Document section —
____
Roboxir (Roboxir v0.1.1) View Source
Roboxir is a straightforward Robots.txt parser that lets you know if the crawler with specified name is legable to crawl a website. This parser has two functions, crawlable/2 and crawlable?/2
Link to this section Summary
Functions
Simillarly to crawlable?/2
parses the robots.txt on the desired website,
returns a Struct which can be used to determine the allowed/disallowed url paths per agent.
Checks if a user-agent is legable to crawl the website, returns true if the agent can crawl the page, false otherwise.
Link to this section Functions
Specs
crawlable(String.t(), String.t()) :: Roboxir.UserAgent.t()
Simillarly to crawlable?/2
parses the robots.txt on the desired website,
returns a Struct which can be used to determine the allowed/disallowed url paths per agent.
Examples
iex> user_agent = Roboxir.crawlable("some_random_agent", "https://google.com/")
%Roboxir.UserAgent{
allowed_urls: ["/js/", "/finance", "/maps/reserve/partners", "/maps/reserve",
"/searchhistory/", "/alerts/$", "/alerts/remove", "/alerts/manage",
"/accounts/o8/id", "/s2/static"],
delay: 0,
disallowed_urls: ["/nonprofits/account/", "/localservices/*", "/local/tab/",
"/local/place/rap/", "/local/place/reviews/", ..],
name: "google",
sitemap_urls: []
}
iex> user_agent = Roboxir.crawlable("some_random_agent", "https://google.com/")
iex> user_agent.disallowed_urls
["/nonprofits/account/", "/localservices/*", "/local/tab/", "/local/place/rap/",
"/local/place/reviews/", "/local/place/products/", "/local/dining/",
"/local/dealership/", "/local/cars/", "/local/cars", "/intl/*/about/views/",
"/about/views/", ..]
Specs
Checks if a user-agent is legable to crawl the website, returns true if the agent can crawl the page, false otherwise.
Examples
iex> Roboxir.crawlable?("your_agent_name", "https://google.com/")
true
____
Dataset —
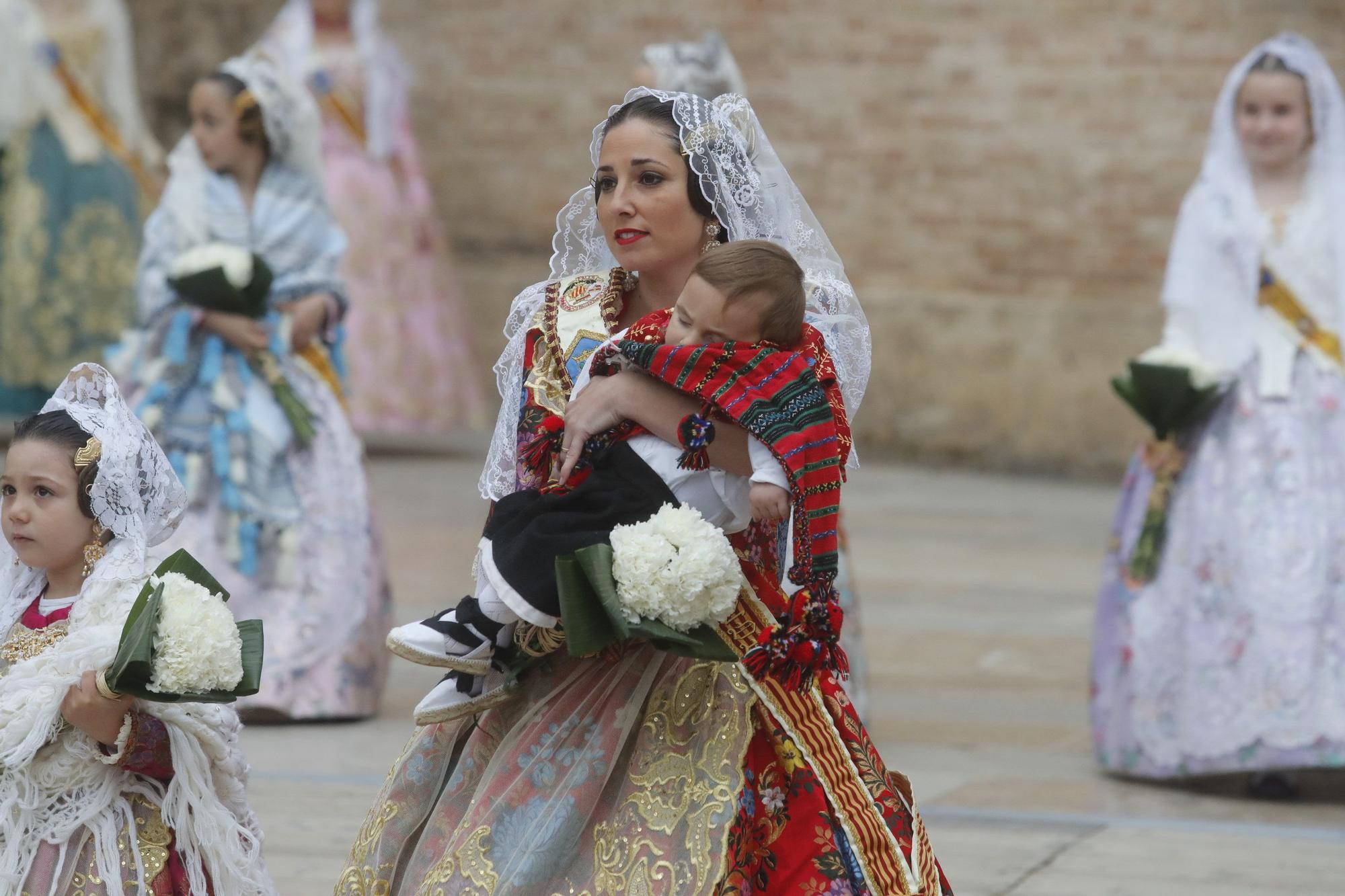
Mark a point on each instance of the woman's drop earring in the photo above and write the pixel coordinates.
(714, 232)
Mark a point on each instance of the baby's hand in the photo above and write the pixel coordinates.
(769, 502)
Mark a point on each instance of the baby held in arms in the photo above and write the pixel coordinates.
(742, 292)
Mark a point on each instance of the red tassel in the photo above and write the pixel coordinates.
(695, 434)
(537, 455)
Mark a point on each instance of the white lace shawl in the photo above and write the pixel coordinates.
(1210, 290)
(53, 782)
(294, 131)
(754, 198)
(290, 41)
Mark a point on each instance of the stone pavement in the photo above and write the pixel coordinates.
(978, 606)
____
Exercise set —
1 – Reproduce word for word the passage of the Roboxir documentation starting with "Roboxir (Roboxir v0.1.1)" and going on through "String.t()) :: Roboxir.UserAgent.t()".
2 – List every field of the Roboxir.UserAgent struct shown in the example output in the Roboxir documentation.
You won't need the rows for any of this.

Answers below —
1 –
Roboxir (Roboxir v0.1.1) View Source
Roboxir is a straightforward Robots.txt parser that lets you know if the crawler with specified name is legable to crawl a website. This parser has two functions, crawlable/2 and crawlable?/2
Link to this section Summary
Functions
Simillarly to crawlable?/2
parses the robots.txt on the desired website,
returns a Struct which can be used to determine the allowed/disallowed url paths per agent.
Checks if a user-agent is legable to crawl the website, returns true if the agent can crawl the page, false otherwise.
Link to this section Functions
Specs
crawlable(String.t(), String.t()) :: Roboxir.UserAgent.t()

2 –
allowed_urls
delay
disallowed_urls
name
sitemap_urls